EXERCISE GOAL:
Copy the items below line for line, omitting the pictures.

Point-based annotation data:
--------

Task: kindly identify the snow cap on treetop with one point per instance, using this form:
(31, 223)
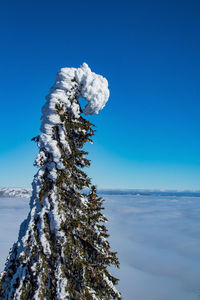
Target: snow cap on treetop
(92, 87)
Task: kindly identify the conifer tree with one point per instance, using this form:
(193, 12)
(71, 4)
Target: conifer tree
(62, 250)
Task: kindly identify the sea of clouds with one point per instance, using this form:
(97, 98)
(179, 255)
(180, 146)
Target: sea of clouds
(157, 239)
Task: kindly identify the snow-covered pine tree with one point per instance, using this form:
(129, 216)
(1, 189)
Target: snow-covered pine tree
(62, 250)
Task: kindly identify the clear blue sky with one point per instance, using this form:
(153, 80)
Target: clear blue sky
(148, 135)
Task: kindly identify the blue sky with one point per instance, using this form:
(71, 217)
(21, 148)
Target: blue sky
(148, 133)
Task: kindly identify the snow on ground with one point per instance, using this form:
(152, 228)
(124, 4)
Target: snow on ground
(157, 239)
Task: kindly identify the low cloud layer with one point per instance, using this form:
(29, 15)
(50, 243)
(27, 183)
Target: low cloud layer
(157, 239)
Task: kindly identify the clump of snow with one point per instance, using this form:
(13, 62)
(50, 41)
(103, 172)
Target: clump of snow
(15, 193)
(93, 88)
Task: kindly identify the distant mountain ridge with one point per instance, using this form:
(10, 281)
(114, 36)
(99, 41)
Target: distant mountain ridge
(26, 192)
(15, 192)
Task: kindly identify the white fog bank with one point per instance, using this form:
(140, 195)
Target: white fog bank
(157, 239)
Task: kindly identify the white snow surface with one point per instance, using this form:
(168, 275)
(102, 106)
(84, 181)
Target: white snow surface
(157, 239)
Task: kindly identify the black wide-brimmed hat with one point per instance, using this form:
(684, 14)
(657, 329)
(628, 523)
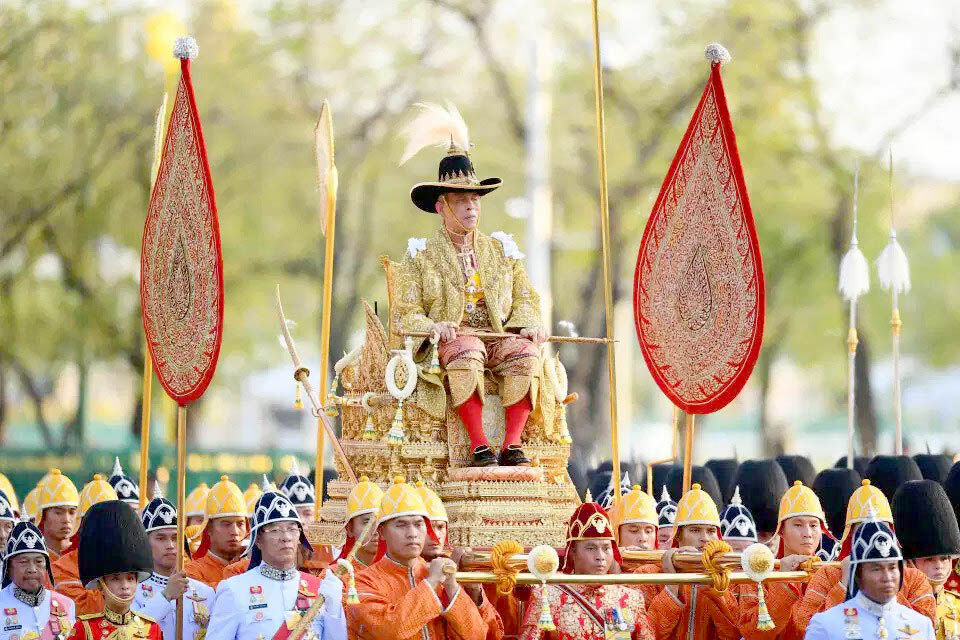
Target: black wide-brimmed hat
(925, 522)
(698, 475)
(887, 473)
(762, 483)
(834, 488)
(443, 126)
(724, 470)
(934, 466)
(112, 540)
(797, 468)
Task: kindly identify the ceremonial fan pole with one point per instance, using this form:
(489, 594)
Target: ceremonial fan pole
(605, 241)
(854, 281)
(181, 272)
(147, 396)
(700, 336)
(327, 182)
(893, 270)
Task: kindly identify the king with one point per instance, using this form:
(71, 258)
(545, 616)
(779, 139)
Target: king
(461, 284)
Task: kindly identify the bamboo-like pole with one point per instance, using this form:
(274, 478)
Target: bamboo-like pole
(688, 452)
(673, 449)
(605, 241)
(736, 577)
(145, 423)
(181, 499)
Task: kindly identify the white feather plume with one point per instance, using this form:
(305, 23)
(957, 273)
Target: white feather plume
(854, 273)
(434, 126)
(893, 269)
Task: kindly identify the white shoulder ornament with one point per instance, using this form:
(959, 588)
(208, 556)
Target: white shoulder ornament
(510, 248)
(415, 246)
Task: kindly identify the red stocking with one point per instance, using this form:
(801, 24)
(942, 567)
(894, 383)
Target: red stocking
(516, 416)
(471, 412)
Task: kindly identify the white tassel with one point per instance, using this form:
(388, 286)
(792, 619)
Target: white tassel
(716, 53)
(893, 268)
(435, 126)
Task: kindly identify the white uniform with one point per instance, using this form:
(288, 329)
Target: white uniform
(860, 617)
(252, 606)
(20, 619)
(198, 599)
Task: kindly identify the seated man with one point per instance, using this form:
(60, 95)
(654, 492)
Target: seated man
(30, 609)
(157, 595)
(404, 598)
(271, 597)
(591, 612)
(114, 556)
(222, 535)
(871, 584)
(461, 282)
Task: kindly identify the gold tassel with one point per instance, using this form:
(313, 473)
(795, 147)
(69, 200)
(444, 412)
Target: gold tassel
(546, 619)
(298, 402)
(396, 435)
(764, 621)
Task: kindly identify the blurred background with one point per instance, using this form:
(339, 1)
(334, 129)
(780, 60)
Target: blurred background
(814, 86)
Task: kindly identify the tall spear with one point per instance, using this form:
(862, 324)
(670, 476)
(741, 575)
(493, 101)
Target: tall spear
(893, 270)
(327, 182)
(854, 281)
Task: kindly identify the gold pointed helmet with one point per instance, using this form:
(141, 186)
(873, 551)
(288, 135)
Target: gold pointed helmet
(94, 492)
(56, 490)
(697, 507)
(635, 507)
(400, 499)
(866, 498)
(433, 503)
(7, 488)
(364, 498)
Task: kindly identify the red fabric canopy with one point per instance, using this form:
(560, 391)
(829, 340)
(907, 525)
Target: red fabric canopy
(698, 287)
(181, 267)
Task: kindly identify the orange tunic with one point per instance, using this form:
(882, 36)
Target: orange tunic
(67, 576)
(209, 569)
(825, 590)
(574, 621)
(697, 613)
(396, 603)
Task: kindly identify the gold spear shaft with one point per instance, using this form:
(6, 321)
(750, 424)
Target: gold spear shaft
(605, 241)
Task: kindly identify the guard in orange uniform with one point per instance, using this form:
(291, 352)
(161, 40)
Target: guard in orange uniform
(114, 558)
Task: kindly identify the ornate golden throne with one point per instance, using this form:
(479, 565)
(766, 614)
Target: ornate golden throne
(527, 504)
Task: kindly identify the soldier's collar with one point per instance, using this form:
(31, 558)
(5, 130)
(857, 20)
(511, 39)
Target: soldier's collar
(875, 608)
(118, 619)
(282, 575)
(29, 599)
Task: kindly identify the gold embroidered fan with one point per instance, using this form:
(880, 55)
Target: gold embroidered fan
(698, 287)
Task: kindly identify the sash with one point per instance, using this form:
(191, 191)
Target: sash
(584, 604)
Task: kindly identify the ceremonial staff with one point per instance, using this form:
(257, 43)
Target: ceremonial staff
(181, 272)
(893, 270)
(854, 281)
(605, 242)
(147, 395)
(327, 182)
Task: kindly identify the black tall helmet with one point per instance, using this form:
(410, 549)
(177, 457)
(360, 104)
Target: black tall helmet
(834, 488)
(934, 466)
(925, 522)
(698, 475)
(887, 473)
(797, 468)
(762, 483)
(724, 469)
(112, 540)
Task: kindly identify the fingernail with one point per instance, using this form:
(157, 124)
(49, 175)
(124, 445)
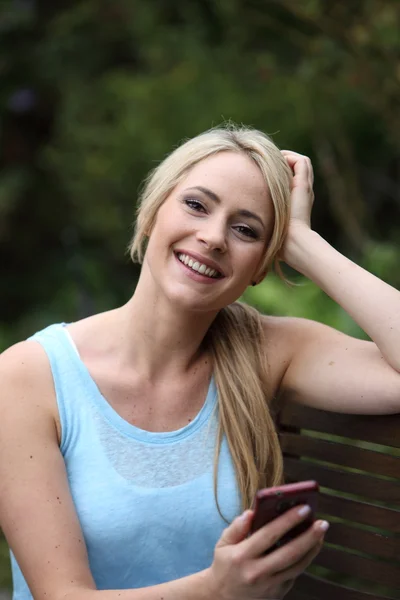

--------

OUTPUT OF THE TASK:
Task: kindly identify the snow cap on treetop with one point per instance, using this form:
(31, 223)
Target: snow cap on treetop
(92, 87)
Task: kindly identify the conifer tree with one point per instance, using this form:
(193, 12)
(71, 4)
Target: conifer tree
(62, 250)
Task: kindly identify the sea of clouds with one point per instance, using this form:
(97, 98)
(179, 255)
(180, 146)
Target: sea of clouds
(157, 239)
Task: kindly identify the snow-covered pine tree with one point per instance, using this form:
(129, 216)
(1, 189)
Target: snow-covered pine tree
(62, 250)
Task: kindly identify the clear blue sky with one point per instance, using this form:
(153, 80)
Target: clear blue sky
(148, 135)
Task: kindly identify the blue sky with one point per instance, using this form:
(71, 217)
(21, 148)
Target: blue sky
(148, 133)
Task: kindly identify the snow on ground with one point per instance, using this form:
(152, 228)
(124, 4)
Target: snow on ground
(157, 239)
Task: kindly identify the low cloud layer with one point per instance, using this form:
(29, 15)
(50, 243)
(27, 183)
Target: low cloud layer
(157, 239)
Task: kindly identify the clump of snow with one point per instance, using this form:
(13, 62)
(50, 41)
(103, 172)
Target: clump of snow
(15, 193)
(93, 88)
Task: kindly identify the distant mountain ridge with one point per instance, using this form:
(10, 281)
(114, 36)
(99, 41)
Target: distant mountain ridge
(26, 192)
(15, 192)
Task: kindly identify the white fog bank with one point per instance, using this form:
(140, 195)
Target: white fog bank
(157, 239)
Task: kindly identify the white snow surface with one point per instance, using this form:
(168, 275)
(102, 106)
(84, 181)
Target: white snow surface
(157, 239)
Task: kindly identify the black wide-brimmed hat with one point per instance, using this form:
(684, 14)
(657, 329)
(628, 523)
Target: black wide-brimmed hat
(925, 522)
(698, 475)
(887, 473)
(762, 483)
(834, 488)
(443, 126)
(724, 470)
(934, 466)
(112, 540)
(797, 468)
Task: kindly identify the ceremonial fan pole with one point per instance, using this form:
(489, 594)
Target: ceremonial fan pole
(605, 241)
(854, 281)
(181, 272)
(147, 396)
(700, 336)
(327, 182)
(893, 270)
Task: kindly identify the king with one point per instance, using this form:
(71, 258)
(545, 616)
(779, 139)
Target: king
(461, 284)
Task: kindly identify the bamboo-like pole with one point per instance, using this form:
(274, 478)
Target: bamboo-like pole
(688, 452)
(673, 449)
(605, 241)
(736, 577)
(145, 423)
(181, 499)
Task: kindly identify the white feather plume with one point per instance, using this form:
(305, 23)
(957, 273)
Target: white feather plume
(854, 273)
(434, 126)
(893, 269)
Task: kindly identify the white shoulder ornament with one point per instance, using this form:
(959, 588)
(208, 556)
Target: white shoulder ornament
(510, 248)
(415, 246)
Task: kindly identify the red stocking with one point per instance, using this form:
(801, 24)
(942, 567)
(894, 383)
Target: red stocking
(516, 416)
(471, 412)
Task: kindly identify the white tassel with one point per instance, using this form:
(388, 286)
(792, 619)
Target: white tassel
(716, 53)
(893, 268)
(435, 126)
Task: kindly identify the white uniform with one point per instance, using this form:
(288, 329)
Target: white uniform
(860, 617)
(252, 606)
(20, 619)
(198, 599)
Task: kindly identify the seated man with one point per instance, using this form:
(60, 95)
(654, 492)
Target: seated man
(30, 609)
(157, 595)
(404, 598)
(271, 597)
(591, 612)
(114, 556)
(222, 535)
(871, 584)
(461, 282)
Task: kindly identify the gold tassel with one point per instance, using this form:
(313, 473)
(795, 147)
(69, 200)
(444, 412)
Target: gold tassel
(546, 619)
(298, 402)
(396, 435)
(764, 621)
Task: kindly identify the blurred background with one point per instance, using this form:
(339, 1)
(334, 129)
(780, 60)
Target: blurred background
(814, 86)
Task: kindly identify the tall spear with one point per instance, using this form:
(862, 324)
(670, 476)
(741, 575)
(493, 101)
Target: tall spear
(893, 270)
(327, 182)
(854, 281)
Task: kindly identify the gold pointed helmet with one point per instance, using this form:
(141, 186)
(873, 551)
(288, 135)
Target: gold pointed helmet
(94, 492)
(56, 490)
(697, 507)
(635, 507)
(400, 499)
(866, 498)
(433, 503)
(7, 488)
(364, 498)
Task: kindly identify the red fabric canopy with one point per instance, using this form:
(560, 391)
(829, 340)
(907, 525)
Target: red fabric canopy
(698, 287)
(181, 267)
Task: kindly identify the orange tunic with one point per instance, using this form:
(882, 36)
Target: orange tunic
(67, 576)
(209, 569)
(825, 590)
(574, 621)
(697, 613)
(396, 603)
Task: kindly identify the gold spear shaft with one point per instance, using this form:
(6, 321)
(750, 424)
Target: gold spear shaft
(605, 241)
Task: kindly identify the guard in orange uniform with one point per instance, using this form:
(291, 352)
(161, 40)
Target: guard in orange uniform
(114, 558)
Task: kindly identify the ornate golden throne with one point per instance, using this form:
(479, 565)
(766, 614)
Target: ornate golden throne
(527, 504)
Task: kindly identify the soldier's collar with one point per instance, using this form:
(31, 558)
(5, 130)
(857, 20)
(511, 39)
Target: soldier's collar
(875, 608)
(118, 619)
(282, 575)
(29, 599)
Task: kindly identify the gold embroidered fan with one point per instance, using this form:
(880, 55)
Target: gold embroidered fan
(698, 287)
Task: kindly identify the sash with one point per instance, using this form:
(191, 191)
Target: sash
(584, 604)
Task: kindly identify the ceremonial staff with one point per instance, using this form:
(257, 43)
Target: ceremonial staff
(181, 272)
(893, 270)
(854, 281)
(605, 242)
(147, 395)
(327, 182)
Task: kindly identify the black tall helmet with one point per instance, using this form:
(410, 549)
(177, 457)
(360, 104)
Target: black tall helmet
(834, 488)
(934, 466)
(925, 522)
(698, 475)
(887, 473)
(797, 468)
(762, 483)
(724, 469)
(112, 540)
Task: kindly identify the fingernail with one point per instance, using this form:
(157, 124)
(49, 175)
(124, 445)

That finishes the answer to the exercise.